(Saved entries)
+ + + + + + +
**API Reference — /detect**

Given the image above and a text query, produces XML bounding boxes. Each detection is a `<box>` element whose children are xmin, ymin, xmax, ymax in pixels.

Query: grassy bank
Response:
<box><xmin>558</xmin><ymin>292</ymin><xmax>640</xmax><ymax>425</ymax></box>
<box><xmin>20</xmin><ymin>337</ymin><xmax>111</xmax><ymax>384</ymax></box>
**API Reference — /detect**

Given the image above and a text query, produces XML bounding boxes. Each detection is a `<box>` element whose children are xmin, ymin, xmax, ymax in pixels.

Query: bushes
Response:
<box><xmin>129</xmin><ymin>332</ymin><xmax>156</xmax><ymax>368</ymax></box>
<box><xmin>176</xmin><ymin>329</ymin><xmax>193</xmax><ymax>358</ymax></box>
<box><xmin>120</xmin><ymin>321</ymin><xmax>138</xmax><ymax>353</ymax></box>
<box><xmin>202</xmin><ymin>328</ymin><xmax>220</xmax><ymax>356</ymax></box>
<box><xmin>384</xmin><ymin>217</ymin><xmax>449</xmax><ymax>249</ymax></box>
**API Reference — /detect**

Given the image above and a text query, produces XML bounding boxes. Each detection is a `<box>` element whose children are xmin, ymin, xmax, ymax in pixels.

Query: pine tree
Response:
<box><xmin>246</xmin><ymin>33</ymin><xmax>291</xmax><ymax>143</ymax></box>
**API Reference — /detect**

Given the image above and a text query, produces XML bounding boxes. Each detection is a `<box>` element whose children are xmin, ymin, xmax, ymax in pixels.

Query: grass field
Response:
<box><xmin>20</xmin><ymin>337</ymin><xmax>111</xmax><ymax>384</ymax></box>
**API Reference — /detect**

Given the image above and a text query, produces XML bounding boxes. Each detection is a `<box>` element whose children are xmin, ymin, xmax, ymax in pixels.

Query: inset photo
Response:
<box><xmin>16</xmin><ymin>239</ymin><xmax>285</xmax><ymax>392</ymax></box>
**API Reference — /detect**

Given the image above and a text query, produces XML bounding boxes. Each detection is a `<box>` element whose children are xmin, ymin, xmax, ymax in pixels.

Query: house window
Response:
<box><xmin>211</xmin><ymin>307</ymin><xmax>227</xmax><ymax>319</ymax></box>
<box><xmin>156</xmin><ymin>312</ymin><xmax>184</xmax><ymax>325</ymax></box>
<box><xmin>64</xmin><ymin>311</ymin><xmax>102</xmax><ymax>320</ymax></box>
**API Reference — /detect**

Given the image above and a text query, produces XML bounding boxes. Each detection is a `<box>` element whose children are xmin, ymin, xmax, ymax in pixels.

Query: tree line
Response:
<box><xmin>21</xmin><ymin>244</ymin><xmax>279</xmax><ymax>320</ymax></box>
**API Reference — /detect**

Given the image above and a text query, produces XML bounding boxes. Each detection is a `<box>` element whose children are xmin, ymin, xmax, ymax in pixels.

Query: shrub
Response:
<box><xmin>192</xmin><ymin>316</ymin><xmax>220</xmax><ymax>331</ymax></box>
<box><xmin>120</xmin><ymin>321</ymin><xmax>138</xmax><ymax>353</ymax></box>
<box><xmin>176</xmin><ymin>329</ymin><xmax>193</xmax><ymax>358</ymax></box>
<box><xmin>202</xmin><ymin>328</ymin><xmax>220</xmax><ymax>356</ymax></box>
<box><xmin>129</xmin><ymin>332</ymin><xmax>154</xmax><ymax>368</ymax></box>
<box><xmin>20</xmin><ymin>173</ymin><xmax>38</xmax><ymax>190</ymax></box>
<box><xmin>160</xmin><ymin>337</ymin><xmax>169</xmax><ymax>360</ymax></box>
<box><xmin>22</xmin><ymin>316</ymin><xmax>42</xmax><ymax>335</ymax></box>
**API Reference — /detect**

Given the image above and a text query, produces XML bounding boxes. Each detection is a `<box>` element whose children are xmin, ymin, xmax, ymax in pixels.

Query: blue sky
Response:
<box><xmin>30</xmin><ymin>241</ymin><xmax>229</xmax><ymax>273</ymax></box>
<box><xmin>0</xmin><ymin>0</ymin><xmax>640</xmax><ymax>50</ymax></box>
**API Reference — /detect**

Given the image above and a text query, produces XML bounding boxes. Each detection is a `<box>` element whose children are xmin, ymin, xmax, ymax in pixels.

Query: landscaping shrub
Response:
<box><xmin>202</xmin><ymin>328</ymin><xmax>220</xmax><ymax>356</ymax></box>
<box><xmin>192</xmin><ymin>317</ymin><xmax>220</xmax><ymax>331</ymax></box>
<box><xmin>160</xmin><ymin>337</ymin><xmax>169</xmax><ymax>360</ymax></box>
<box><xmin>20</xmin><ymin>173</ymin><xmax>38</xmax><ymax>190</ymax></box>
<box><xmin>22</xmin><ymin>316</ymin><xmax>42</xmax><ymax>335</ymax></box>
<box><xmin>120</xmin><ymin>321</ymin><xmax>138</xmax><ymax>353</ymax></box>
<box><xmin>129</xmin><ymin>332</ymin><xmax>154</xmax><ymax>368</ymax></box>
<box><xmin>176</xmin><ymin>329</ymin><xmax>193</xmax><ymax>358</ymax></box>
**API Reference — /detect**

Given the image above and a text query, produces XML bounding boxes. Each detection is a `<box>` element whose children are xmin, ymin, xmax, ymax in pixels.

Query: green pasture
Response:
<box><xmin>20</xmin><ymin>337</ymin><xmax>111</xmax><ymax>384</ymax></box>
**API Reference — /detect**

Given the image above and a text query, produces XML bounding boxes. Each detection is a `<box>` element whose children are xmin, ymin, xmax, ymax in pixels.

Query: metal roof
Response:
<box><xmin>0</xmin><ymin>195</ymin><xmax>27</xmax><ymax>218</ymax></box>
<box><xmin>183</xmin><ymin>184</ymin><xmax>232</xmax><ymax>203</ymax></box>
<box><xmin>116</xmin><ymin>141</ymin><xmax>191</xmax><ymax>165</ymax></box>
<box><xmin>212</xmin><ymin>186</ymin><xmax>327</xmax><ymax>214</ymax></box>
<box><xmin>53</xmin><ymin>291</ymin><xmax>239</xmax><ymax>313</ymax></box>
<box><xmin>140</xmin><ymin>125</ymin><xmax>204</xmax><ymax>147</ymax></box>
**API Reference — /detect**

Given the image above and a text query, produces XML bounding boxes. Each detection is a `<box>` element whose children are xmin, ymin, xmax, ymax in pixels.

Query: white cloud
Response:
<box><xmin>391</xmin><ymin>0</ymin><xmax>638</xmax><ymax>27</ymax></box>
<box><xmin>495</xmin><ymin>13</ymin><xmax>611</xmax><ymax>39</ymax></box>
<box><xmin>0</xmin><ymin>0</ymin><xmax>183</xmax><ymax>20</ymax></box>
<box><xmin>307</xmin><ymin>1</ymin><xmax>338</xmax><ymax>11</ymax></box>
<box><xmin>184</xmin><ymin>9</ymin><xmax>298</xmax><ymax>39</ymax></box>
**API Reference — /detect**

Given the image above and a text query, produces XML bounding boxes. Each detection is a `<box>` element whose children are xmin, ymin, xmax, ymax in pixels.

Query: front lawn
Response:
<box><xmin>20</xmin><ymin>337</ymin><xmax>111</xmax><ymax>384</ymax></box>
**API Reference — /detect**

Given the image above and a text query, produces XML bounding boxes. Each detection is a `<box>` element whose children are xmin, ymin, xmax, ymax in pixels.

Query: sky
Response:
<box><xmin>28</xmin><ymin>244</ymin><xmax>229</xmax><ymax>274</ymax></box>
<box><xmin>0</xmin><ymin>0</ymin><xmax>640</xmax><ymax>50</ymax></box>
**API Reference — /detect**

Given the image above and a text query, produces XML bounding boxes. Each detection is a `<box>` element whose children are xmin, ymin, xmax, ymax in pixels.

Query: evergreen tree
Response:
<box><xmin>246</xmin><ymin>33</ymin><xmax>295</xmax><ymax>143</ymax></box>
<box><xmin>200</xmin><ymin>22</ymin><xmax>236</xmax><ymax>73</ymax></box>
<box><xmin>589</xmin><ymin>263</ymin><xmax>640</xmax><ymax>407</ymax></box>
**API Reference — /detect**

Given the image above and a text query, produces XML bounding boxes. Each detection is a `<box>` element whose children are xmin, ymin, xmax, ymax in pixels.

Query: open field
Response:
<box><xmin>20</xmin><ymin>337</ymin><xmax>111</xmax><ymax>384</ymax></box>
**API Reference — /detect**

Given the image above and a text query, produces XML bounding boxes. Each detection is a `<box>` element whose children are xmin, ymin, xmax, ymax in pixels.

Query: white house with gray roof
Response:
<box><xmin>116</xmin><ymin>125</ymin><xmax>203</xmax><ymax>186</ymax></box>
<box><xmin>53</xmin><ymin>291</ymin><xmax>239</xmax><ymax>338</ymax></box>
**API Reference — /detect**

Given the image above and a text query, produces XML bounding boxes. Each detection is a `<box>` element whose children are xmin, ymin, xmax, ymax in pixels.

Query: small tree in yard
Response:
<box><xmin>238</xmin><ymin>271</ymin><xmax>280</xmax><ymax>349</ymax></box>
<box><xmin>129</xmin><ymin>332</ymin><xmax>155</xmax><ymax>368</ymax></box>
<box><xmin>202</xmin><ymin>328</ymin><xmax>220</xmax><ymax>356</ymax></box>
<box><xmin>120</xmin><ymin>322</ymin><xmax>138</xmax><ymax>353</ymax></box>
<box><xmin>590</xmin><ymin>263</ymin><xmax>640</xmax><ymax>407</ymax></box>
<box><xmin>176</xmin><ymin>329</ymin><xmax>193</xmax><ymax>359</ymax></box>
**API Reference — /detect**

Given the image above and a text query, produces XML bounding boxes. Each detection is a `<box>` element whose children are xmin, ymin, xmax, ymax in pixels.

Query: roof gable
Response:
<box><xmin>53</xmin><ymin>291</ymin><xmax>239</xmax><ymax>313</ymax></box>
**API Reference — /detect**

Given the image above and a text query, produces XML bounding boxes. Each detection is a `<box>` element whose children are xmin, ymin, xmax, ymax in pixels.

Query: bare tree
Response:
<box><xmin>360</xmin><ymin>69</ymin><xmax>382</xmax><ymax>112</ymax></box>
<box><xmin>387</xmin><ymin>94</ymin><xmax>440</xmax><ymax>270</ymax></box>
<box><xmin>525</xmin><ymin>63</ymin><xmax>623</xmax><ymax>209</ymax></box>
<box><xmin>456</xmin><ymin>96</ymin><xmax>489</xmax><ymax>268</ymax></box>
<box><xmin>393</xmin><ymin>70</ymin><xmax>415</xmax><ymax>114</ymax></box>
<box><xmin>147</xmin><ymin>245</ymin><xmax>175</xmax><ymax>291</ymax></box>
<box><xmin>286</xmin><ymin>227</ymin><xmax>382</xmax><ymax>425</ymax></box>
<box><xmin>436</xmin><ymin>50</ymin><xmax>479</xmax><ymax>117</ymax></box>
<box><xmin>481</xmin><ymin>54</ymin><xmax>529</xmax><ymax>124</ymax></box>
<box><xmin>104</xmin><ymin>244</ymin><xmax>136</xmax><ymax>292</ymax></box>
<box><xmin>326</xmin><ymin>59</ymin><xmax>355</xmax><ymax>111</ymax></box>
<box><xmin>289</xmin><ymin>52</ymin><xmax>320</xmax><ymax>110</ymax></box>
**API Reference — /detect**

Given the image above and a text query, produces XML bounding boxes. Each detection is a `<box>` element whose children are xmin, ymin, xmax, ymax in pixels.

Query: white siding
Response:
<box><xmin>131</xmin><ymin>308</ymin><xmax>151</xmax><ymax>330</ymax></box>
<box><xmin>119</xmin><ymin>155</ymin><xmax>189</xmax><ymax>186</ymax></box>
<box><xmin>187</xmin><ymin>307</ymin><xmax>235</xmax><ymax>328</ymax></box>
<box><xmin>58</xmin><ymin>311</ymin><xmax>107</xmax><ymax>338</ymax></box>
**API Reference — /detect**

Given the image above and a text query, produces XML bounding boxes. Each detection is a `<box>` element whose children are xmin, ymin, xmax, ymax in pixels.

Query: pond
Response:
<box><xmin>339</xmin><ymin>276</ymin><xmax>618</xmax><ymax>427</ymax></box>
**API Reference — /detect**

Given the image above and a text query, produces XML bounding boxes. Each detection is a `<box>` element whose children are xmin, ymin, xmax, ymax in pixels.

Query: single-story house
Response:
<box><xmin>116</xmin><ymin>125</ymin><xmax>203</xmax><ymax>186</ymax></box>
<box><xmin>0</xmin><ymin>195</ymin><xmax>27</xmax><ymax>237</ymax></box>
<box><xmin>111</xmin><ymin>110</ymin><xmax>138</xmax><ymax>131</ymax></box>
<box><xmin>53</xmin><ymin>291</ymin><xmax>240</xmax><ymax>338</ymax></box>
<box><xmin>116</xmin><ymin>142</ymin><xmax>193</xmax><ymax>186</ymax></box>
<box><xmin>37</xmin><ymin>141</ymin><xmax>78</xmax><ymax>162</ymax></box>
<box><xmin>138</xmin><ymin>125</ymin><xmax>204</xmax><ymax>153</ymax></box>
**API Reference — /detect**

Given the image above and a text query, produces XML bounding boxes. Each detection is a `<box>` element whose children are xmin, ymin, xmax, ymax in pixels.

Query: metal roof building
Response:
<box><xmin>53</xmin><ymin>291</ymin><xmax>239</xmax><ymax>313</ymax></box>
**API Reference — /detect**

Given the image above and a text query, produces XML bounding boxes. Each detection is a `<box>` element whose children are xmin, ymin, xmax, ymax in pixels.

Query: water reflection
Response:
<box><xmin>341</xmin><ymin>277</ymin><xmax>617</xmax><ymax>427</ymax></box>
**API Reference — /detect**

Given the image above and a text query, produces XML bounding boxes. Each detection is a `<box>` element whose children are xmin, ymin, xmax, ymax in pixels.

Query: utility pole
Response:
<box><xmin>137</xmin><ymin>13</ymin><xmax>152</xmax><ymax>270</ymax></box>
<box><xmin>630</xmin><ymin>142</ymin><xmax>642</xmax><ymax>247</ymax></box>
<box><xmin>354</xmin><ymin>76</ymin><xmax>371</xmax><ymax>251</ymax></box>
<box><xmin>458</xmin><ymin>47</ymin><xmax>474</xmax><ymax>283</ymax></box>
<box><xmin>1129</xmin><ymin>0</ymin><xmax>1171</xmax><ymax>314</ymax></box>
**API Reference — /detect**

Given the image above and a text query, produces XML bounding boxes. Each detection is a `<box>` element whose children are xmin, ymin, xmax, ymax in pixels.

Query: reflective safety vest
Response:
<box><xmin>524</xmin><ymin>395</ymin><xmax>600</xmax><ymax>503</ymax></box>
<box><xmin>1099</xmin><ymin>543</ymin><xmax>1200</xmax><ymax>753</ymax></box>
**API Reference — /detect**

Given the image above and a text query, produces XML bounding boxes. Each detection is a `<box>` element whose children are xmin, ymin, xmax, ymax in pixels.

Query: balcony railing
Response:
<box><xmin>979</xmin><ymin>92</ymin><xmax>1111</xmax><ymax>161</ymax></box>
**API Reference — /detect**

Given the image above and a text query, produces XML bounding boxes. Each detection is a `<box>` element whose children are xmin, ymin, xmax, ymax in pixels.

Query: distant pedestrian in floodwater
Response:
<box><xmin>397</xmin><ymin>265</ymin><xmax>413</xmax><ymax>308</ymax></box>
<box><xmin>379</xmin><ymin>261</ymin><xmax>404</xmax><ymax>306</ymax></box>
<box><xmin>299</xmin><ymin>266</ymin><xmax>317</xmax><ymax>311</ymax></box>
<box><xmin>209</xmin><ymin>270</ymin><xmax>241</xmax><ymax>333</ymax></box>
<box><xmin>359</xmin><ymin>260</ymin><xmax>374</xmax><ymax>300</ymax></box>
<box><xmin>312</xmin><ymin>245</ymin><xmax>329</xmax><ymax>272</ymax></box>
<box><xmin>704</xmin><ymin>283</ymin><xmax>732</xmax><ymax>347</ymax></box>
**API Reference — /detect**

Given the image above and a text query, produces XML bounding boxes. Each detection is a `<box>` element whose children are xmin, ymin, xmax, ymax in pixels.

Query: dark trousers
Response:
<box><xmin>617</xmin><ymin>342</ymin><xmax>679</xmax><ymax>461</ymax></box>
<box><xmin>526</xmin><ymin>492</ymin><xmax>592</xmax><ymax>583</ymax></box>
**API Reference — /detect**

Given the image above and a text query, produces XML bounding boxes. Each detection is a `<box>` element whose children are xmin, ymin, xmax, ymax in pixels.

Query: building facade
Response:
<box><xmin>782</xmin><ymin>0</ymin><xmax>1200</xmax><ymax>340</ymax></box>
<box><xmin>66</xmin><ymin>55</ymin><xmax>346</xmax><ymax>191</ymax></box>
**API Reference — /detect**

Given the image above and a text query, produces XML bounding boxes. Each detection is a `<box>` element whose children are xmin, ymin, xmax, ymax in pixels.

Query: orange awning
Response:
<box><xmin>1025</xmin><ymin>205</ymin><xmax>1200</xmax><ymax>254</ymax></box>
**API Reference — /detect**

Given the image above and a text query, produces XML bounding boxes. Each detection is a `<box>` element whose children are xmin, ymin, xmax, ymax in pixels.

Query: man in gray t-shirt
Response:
+ + + + + + +
» TASK REQUIREMENTS
How many lines in the records above contain the word "building"? Reply with the number alone.

» THE OUTPUT
2